▶ _To be done_
Copy out every record below with complete accuracy.

___ Data excerpts ___

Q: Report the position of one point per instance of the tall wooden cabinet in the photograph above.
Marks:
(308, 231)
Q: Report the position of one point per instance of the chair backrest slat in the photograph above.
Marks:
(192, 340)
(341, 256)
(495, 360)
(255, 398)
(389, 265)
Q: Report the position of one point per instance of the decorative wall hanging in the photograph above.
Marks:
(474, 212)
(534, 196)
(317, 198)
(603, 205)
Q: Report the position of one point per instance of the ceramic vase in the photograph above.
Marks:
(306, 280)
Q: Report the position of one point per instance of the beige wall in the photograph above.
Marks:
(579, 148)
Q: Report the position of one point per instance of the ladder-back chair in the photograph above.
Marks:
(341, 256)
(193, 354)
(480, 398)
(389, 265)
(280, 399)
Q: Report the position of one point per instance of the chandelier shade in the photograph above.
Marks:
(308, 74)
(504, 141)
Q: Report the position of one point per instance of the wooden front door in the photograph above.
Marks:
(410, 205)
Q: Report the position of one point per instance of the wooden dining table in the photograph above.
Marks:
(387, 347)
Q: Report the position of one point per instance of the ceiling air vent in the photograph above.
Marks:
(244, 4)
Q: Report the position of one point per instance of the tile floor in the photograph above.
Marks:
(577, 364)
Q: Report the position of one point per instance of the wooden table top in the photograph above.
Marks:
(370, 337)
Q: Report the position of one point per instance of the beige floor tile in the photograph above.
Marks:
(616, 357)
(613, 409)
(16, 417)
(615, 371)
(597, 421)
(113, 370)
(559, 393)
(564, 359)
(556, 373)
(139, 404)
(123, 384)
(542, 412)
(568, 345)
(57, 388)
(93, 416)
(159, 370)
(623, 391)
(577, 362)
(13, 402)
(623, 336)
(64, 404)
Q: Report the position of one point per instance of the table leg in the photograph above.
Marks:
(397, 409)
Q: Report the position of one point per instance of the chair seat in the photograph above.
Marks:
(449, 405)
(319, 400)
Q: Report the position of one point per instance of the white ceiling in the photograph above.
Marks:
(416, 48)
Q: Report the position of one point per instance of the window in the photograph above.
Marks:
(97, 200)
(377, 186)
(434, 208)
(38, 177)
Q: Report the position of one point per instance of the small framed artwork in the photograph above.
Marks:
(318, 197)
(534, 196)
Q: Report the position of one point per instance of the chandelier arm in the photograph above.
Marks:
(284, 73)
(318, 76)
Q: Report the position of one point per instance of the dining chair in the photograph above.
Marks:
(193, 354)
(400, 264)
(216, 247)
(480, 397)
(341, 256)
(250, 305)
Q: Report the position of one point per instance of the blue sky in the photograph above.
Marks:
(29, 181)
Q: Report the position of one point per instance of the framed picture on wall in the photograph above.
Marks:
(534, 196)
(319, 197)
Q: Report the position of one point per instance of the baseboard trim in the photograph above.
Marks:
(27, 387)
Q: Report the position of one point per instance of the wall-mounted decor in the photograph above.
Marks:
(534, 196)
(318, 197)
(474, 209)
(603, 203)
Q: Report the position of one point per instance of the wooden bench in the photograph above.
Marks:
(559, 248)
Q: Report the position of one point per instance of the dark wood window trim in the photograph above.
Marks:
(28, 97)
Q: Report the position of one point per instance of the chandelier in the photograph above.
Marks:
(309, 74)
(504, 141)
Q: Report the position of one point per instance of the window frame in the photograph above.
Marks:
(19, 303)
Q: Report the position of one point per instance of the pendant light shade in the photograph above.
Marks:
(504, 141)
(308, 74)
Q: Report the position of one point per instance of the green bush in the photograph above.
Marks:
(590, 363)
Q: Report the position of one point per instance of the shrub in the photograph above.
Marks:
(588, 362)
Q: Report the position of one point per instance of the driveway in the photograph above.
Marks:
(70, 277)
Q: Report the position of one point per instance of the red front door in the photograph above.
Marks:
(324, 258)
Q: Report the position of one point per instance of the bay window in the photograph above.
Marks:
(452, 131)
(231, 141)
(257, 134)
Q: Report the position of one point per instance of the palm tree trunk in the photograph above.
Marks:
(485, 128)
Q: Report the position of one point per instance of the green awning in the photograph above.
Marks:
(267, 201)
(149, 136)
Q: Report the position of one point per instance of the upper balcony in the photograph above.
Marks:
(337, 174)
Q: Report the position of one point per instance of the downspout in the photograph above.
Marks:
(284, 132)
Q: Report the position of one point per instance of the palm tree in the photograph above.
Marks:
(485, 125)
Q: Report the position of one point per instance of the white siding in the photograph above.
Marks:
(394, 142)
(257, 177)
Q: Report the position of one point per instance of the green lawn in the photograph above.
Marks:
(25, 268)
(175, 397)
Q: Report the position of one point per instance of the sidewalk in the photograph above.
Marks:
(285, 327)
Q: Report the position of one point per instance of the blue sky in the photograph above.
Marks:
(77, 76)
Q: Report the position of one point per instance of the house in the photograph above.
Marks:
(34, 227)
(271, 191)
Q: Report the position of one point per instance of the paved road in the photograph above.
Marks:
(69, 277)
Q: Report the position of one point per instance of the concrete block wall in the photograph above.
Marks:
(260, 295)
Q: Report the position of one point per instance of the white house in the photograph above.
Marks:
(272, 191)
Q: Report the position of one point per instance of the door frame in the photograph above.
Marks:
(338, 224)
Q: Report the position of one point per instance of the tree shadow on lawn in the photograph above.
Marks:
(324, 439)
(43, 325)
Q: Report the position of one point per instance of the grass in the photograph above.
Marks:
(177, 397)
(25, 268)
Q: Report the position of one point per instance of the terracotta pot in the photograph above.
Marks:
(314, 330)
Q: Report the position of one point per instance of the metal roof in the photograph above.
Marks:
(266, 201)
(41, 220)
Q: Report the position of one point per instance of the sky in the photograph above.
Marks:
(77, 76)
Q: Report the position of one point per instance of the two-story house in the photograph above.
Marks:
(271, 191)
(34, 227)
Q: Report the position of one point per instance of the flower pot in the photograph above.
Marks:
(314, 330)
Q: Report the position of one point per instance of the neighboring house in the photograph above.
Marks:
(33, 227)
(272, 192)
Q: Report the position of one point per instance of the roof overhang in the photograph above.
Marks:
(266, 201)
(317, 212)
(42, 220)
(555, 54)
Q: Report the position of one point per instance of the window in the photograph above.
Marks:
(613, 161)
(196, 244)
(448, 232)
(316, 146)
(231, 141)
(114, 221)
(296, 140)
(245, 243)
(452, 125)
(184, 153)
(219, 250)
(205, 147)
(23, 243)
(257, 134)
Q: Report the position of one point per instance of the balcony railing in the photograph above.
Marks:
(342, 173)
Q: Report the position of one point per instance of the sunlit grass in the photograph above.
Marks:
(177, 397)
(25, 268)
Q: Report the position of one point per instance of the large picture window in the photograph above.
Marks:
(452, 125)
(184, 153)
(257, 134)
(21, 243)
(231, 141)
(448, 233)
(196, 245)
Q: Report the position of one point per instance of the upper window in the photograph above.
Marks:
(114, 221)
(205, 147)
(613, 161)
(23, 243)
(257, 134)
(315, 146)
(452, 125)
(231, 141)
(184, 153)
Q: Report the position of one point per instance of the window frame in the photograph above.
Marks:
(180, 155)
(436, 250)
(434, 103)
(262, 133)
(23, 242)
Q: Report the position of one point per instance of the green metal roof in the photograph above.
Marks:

___

▶ _Completed task_
Q: Report the position of one point per instance of the tall wooden cabinet in the photograph above.
Marks:
(308, 231)
Q: Report the position of one point per instance of the chair backrest slat in the photograph above.
Marks:
(192, 340)
(341, 256)
(495, 360)
(255, 398)
(389, 265)
Q: Report the position of one point per instance of the decorative wall hanging in the photograph above.
Marks:
(474, 212)
(534, 196)
(317, 198)
(603, 205)
Q: Report the position of one point per instance of the ceramic vase in the photograph above.
Marks:
(306, 280)
Q: Report the position of one point per instance of the beige wall in the photograph above.
Marks:
(579, 148)
Q: Report the position of one point per instance of the ladder-back chair in the photograph above.
Marks:
(341, 256)
(193, 354)
(480, 398)
(389, 265)
(280, 399)
Q: Report the position of one point per instance of the chandelier shade in the photograph above.
Marks:
(308, 74)
(504, 141)
Q: Report the position of one point per instance of the wooden front door in the photograph above.
Marks:
(410, 205)
Q: Report the position of one point per instance of the wooden dining table in the photograph above.
Marks:
(387, 347)
Q: Report the position of one point per instance of the ceiling air vent in the photograph above.
Marks:
(244, 4)
Q: Report the position of one point per instance of the tile floor in the photograph above.
Marks:
(577, 364)
Q: Report the position of one point per instance of the wooden table top in the photograph above.
Marks:
(370, 337)
Q: Report the position of one point per instance of the beige floor tile in the photograph above.
Marks:
(616, 357)
(613, 409)
(16, 417)
(615, 371)
(597, 421)
(113, 370)
(559, 393)
(564, 359)
(556, 373)
(139, 404)
(123, 384)
(542, 412)
(568, 345)
(57, 388)
(93, 416)
(159, 370)
(623, 391)
(577, 362)
(13, 402)
(623, 336)
(64, 404)
Q: Report the position of one point per instance of the table leg in the photograph above.
Marks:
(397, 409)
Q: Report the position of one point per instance of the chair seat in the photograph above.
Marks:
(449, 405)
(319, 400)
Q: Report the position of one point per instance of the white ceiling in the photograph above.
Marks:
(416, 48)
Q: Report the position of one point per instance of the window in the photograph above.
Marks:
(97, 200)
(377, 186)
(434, 208)
(38, 177)
Q: Report the position of one point per instance of the small framed artwork in the photograph above.
Marks:
(318, 197)
(534, 196)
Q: Report the position of one point per instance of the chandelier arm in the photograph above.
Marks:
(284, 73)
(318, 76)
Q: Report the position of one point per instance of the dining chair in the photograph above.
Marks:
(193, 354)
(400, 264)
(216, 247)
(480, 397)
(341, 256)
(250, 305)
Q: Report the position of one point per instance of the blue sky in the photograph above.
Marks:
(29, 181)
Q: Report the position of one point per instance of the framed picture on wall in the photograph above.
Marks:
(534, 196)
(319, 197)
Q: Report the position of one point per instance of the baseboard trim in the photograph above.
Marks:
(27, 387)
Q: Report the position of one point per instance of the wall-mounted decor in the photograph above.
Marks:
(534, 196)
(318, 197)
(474, 209)
(603, 203)
Q: Report the position of one point per instance of the wooden bench in the photograph above.
Marks:
(559, 248)
Q: Report the position of one point per instance of the dark wood window trim in the photograph above.
Marks:
(28, 97)
Q: Report the position of one point per instance of the chandelier in the photograph above.
Marks:
(309, 74)
(504, 141)
Q: Report the position of one point per instance of the window frame in the photograph above.
Marks:
(19, 303)
Q: Report the position of one point per instance of the pendant light shade in the photograph above.
Marks:
(504, 141)
(308, 74)
Q: Report the position of one point per instance of the green bush in the photograph above.
Marks:
(590, 363)
Q: Report the position of one point per instance of the shrub in the photograph above.
Marks:
(588, 362)
Q: Report the position of one point per instance of the driveway in the photograph above.
Marks:
(70, 277)
Q: Report the position of one point per instance of the red front door in the photograph above.
Marks:
(324, 258)
Q: Report the position of one point per instance of the bay window in the photograph above.
Marks:
(452, 131)
(231, 141)
(257, 134)
Q: Report the position of one point per instance of the palm tree trunk in the photograph above.
Marks:
(485, 128)
Q: Report the position of one point per instance of the green awning in the photograph above.
Marks:
(267, 201)
(149, 136)
Q: Report the position of one point per instance of the upper balcony in the photograph above.
Marks:
(337, 174)
Q: Report the position of one point per instance of the downspout in the photograph above.
Marks:
(284, 132)
Q: Report the position of one point per instance of the palm tree in the photograph above.
Marks:
(485, 125)
Q: Report the position of one point per instance of the white siding in the photograph above.
Marks:
(394, 142)
(257, 177)
Q: Report the position of one point per instance of the green lawn in the photograph above.
Marks:
(25, 268)
(175, 397)
Q: Report the position of one point per instance of the sidewalk in the photograph above.
Marks:
(285, 327)
Q: Report the position of one point per instance of the blue sky in the photograph above.
Marks:
(77, 76)
Q: Report the position of one point per instance of the house in the photograph above.
Marks:
(34, 227)
(271, 191)
Q: Report the position of one point per instance of the paved road in the photograph above.
Marks:
(69, 277)
Q: Report the position of one point per instance of the concrete block wall in the photograph above.
Marks:
(260, 295)
Q: Report the position of one point per instance of the white house in the photograph above.
Marks:
(272, 191)
Q: Report the position of one point per instance of the door frame in the photograph above.
Marks:
(338, 224)
Q: Report the position of one point per instance of the tree shadow on lawn in the photograph above.
Marks:
(324, 439)
(43, 325)
Q: Report the position of one point per instance of the grass in the photograph above.
Marks:
(177, 397)
(25, 268)
Q: Report the position of one point per instance of the terracotta pot in the photograph above.
Marks:
(314, 330)
Q: Report the position of one point per instance of the metal roof in the photograph above.
Marks:
(266, 201)
(41, 220)
Q: Report the position of one point per instance of the sky in the photograph above.
Marks:
(77, 76)
Q: Report the position of one point per instance of the two-story house in the photograph above.
Marks:
(271, 191)
(34, 227)
Q: Report the position of one point per instance of the flower pot in the photograph above.
Marks:
(314, 330)
Q: Report the position of one point per instance of the neighboring house in the photograph above.
Marks:
(33, 227)
(272, 192)
Q: Report the position of one point per instance of the roof overhang in the photograph above.
Marks:
(266, 201)
(317, 212)
(42, 220)
(555, 54)
Q: Report the position of one point per instance of the window in the photograph above.
Marks:
(613, 161)
(196, 244)
(448, 232)
(316, 146)
(231, 141)
(114, 221)
(296, 140)
(245, 243)
(452, 125)
(184, 153)
(219, 250)
(205, 147)
(23, 243)
(257, 134)
Q: Report the position of one point per instance of the balcony railing in the photograph above.
Marks:
(342, 173)
Q: Report the position of one point per instance of the sunlit grass in the photograph above.
Marks:
(177, 397)
(25, 268)
Q: Report the position of one point per instance of the large picture window in the photograph above.
Marks:
(452, 125)
(184, 153)
(257, 134)
(21, 243)
(231, 141)
(448, 233)
(196, 245)
Q: Report the position of one point per instance of the upper window in the photograph above.
Marks:
(114, 221)
(205, 147)
(613, 161)
(23, 243)
(257, 134)
(315, 146)
(452, 125)
(231, 141)
(184, 153)
Q: Report the position of one point per instance of the window frame in the photograph above.
Marks:
(180, 155)
(436, 250)
(434, 103)
(262, 133)
(23, 242)
Q: Report the position of one point per instance of the green metal roof in the photograph above.
Marks:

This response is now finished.